» **What needs to be done**:
Rewrite the data from its first line through the line containing "Mark the region", both included, as a Markdown table with the columns Row and Line, giving each line its own numbered row and leaving out blank lines.

+ + + + + + +

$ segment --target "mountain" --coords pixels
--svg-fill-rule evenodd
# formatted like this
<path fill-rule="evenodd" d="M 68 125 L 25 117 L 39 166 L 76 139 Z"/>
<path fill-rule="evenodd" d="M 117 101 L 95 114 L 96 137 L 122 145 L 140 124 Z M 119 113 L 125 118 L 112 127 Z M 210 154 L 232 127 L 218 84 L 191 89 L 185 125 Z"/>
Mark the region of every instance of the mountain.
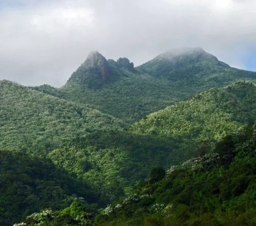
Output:
<path fill-rule="evenodd" d="M 153 169 L 148 178 L 130 194 L 101 209 L 96 217 L 92 218 L 84 207 L 73 203 L 60 211 L 35 213 L 23 223 L 28 226 L 254 225 L 255 127 L 248 125 L 227 136 L 211 154 L 172 166 L 166 171 Z"/>
<path fill-rule="evenodd" d="M 49 159 L 24 152 L 0 150 L 0 225 L 13 225 L 42 209 L 56 210 L 79 200 L 88 211 L 98 197 L 86 183 L 58 168 Z M 95 210 L 96 211 L 96 209 Z"/>
<path fill-rule="evenodd" d="M 0 102 L 2 149 L 45 152 L 78 135 L 125 126 L 97 110 L 7 81 L 0 81 Z"/>
<path fill-rule="evenodd" d="M 138 67 L 139 70 L 170 80 L 193 80 L 197 74 L 215 73 L 229 69 L 227 64 L 202 48 L 182 48 L 173 49 L 157 56 Z"/>
<path fill-rule="evenodd" d="M 254 121 L 255 111 L 255 84 L 237 82 L 152 113 L 132 125 L 130 130 L 139 134 L 179 140 L 182 152 L 189 156 L 189 153 L 195 154 L 195 148 L 201 143 L 210 147 L 227 134 Z"/>
<path fill-rule="evenodd" d="M 212 154 L 153 169 L 95 219 L 104 226 L 231 226 L 256 220 L 255 125 L 226 136 Z"/>
<path fill-rule="evenodd" d="M 62 88 L 55 92 L 39 89 L 132 123 L 239 80 L 255 82 L 256 72 L 231 68 L 200 48 L 174 49 L 135 68 L 127 58 L 106 60 L 93 52 Z"/>
<path fill-rule="evenodd" d="M 160 203 L 164 200 L 164 205 L 167 202 L 174 205 L 175 195 L 178 201 L 173 203 L 178 210 L 181 208 L 180 215 L 175 213 L 177 218 L 186 214 L 179 205 L 189 206 L 188 202 L 192 202 L 191 194 L 187 191 L 205 191 L 208 187 L 204 187 L 206 186 L 204 180 L 211 174 L 215 180 L 219 172 L 236 162 L 233 159 L 233 143 L 229 137 L 225 137 L 237 134 L 239 137 L 235 136 L 237 139 L 234 142 L 247 139 L 239 136 L 245 125 L 255 119 L 256 87 L 253 82 L 255 75 L 255 72 L 231 68 L 196 48 L 174 49 L 136 68 L 126 58 L 115 61 L 93 52 L 67 84 L 58 89 L 47 85 L 26 87 L 0 81 L 0 150 L 9 150 L 3 151 L 0 156 L 1 167 L 4 166 L 0 169 L 0 203 L 4 204 L 3 207 L 0 206 L 0 213 L 4 214 L 4 217 L 0 215 L 1 220 L 10 225 L 14 219 L 18 222 L 35 211 L 37 213 L 26 220 L 27 225 L 94 225 L 94 222 L 104 224 L 104 221 L 106 225 L 124 225 L 125 220 L 135 222 L 130 219 L 132 216 L 136 223 L 143 220 L 146 225 L 161 225 L 162 220 L 155 218 L 158 213 L 151 213 L 147 207 L 157 209 L 158 206 L 153 205 L 162 206 Z M 236 147 L 239 153 L 237 156 L 246 152 L 243 145 L 238 144 Z M 223 151 L 225 153 L 222 154 Z M 203 166 L 201 160 L 208 162 L 207 158 L 215 156 L 215 152 L 222 155 L 216 156 L 221 156 L 224 162 L 226 155 L 230 158 L 226 162 L 220 163 L 215 159 L 216 165 L 208 171 L 203 168 L 204 174 L 189 169 L 184 171 L 186 163 L 179 166 L 178 180 L 175 181 L 175 174 L 171 179 L 175 181 L 175 189 L 169 190 L 172 187 L 168 185 L 172 182 L 166 182 L 163 177 L 165 169 L 186 160 L 190 162 L 189 159 L 195 156 L 201 158 L 191 162 L 198 162 Z M 243 168 L 246 168 L 243 164 Z M 41 174 L 37 172 L 40 166 Z M 145 184 L 139 182 L 152 169 L 155 169 Z M 243 177 L 244 172 L 238 177 Z M 252 178 L 253 173 L 247 172 Z M 227 173 L 230 175 L 231 172 Z M 183 182 L 187 186 L 183 187 Z M 244 181 L 238 182 L 240 182 L 243 184 Z M 198 190 L 195 188 L 198 185 Z M 222 188 L 222 185 L 217 185 Z M 80 186 L 84 190 L 79 189 Z M 55 198 L 57 190 L 60 194 Z M 140 197 L 131 196 L 134 190 Z M 46 191 L 53 191 L 52 200 L 48 198 L 49 192 Z M 216 198 L 211 196 L 216 192 L 210 190 L 211 194 L 207 198 Z M 158 195 L 160 197 L 157 202 L 151 203 L 158 198 Z M 88 203 L 80 202 L 80 196 Z M 141 202 L 141 196 L 146 199 Z M 31 198 L 31 197 L 35 198 Z M 125 207 L 124 212 L 115 212 L 115 216 L 110 214 L 109 218 L 108 214 L 98 214 L 100 209 L 97 214 L 97 207 L 92 204 L 97 202 L 100 207 L 104 207 L 114 202 L 118 209 L 118 204 L 122 204 L 117 200 L 124 197 L 123 202 L 128 203 L 140 200 L 141 208 L 133 203 L 132 206 Z M 228 199 L 218 205 L 222 205 Z M 5 206 L 11 207 L 6 209 Z M 39 212 L 44 208 L 52 210 Z M 136 213 L 133 212 L 135 209 Z M 110 210 L 109 207 L 103 211 Z M 190 210 L 194 214 L 194 209 Z M 201 210 L 197 209 L 196 214 L 200 216 Z M 17 216 L 12 217 L 15 211 Z M 210 213 L 211 216 L 216 214 L 203 213 Z M 142 218 L 137 217 L 137 214 Z M 165 217 L 159 216 L 161 219 Z M 154 223 L 147 219 L 148 217 Z M 177 220 L 172 219 L 171 223 Z M 181 219 L 186 225 L 186 220 Z M 48 221 L 44 221 L 46 220 Z M 194 220 L 194 225 L 197 225 L 198 220 Z M 182 225 L 180 221 L 177 222 Z M 21 225 L 24 224 L 17 224 Z"/>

+ + + + + + +

» **Finished task**:
| Row | Line |
|---|---|
| 1 | $ segment --target "mountain" --coords pixels |
| 2 | --svg-fill-rule evenodd |
| 3 | # formatted like this |
| 4 | <path fill-rule="evenodd" d="M 68 125 L 25 117 L 39 166 L 76 139 Z"/> |
| 5 | <path fill-rule="evenodd" d="M 117 101 L 95 114 L 96 137 L 122 145 L 140 124 Z M 119 113 L 125 118 L 112 127 Z M 210 154 L 232 127 L 218 84 L 191 89 L 185 125 Z"/> |
| 6 | Mark the region of every instance of the mountain. |